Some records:
········

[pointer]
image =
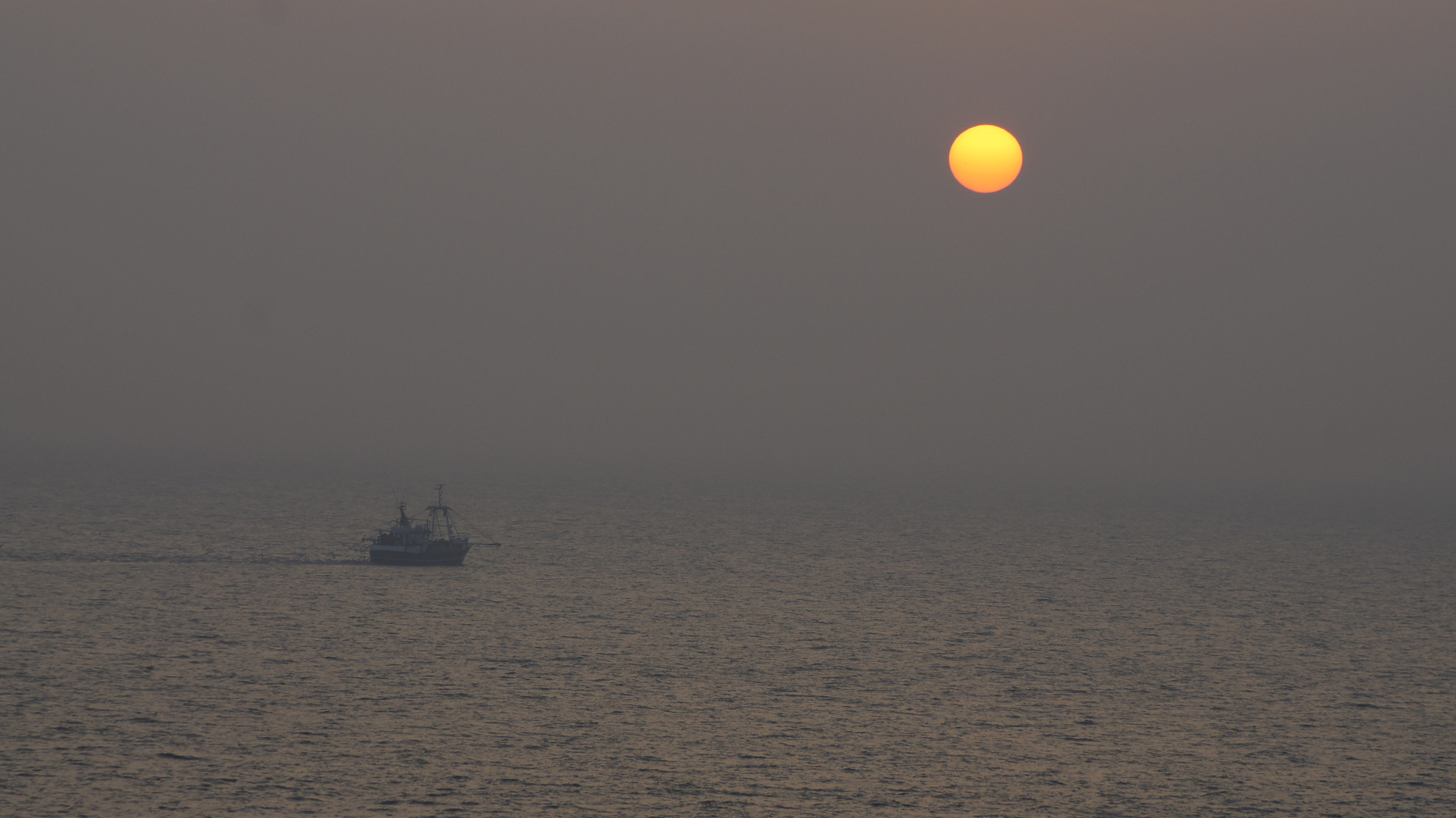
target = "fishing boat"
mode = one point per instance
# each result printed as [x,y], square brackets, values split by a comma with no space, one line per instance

········

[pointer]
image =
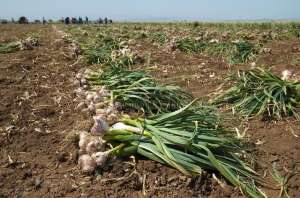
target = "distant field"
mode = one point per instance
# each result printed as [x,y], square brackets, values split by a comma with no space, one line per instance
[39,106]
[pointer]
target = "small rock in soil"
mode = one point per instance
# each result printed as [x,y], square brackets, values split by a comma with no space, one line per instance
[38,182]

········

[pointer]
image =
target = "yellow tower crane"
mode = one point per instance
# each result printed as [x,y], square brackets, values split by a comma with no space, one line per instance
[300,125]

········

* _DIRECTIONS FOR THIS TASK_:
Find every line in the records above that contains the string "target" and copy each one. Case counts.

* _THE ANSWER_:
target = "fishing boat"
target = "distant field"
target = "small rock in soil"
target = "yellow tower crane"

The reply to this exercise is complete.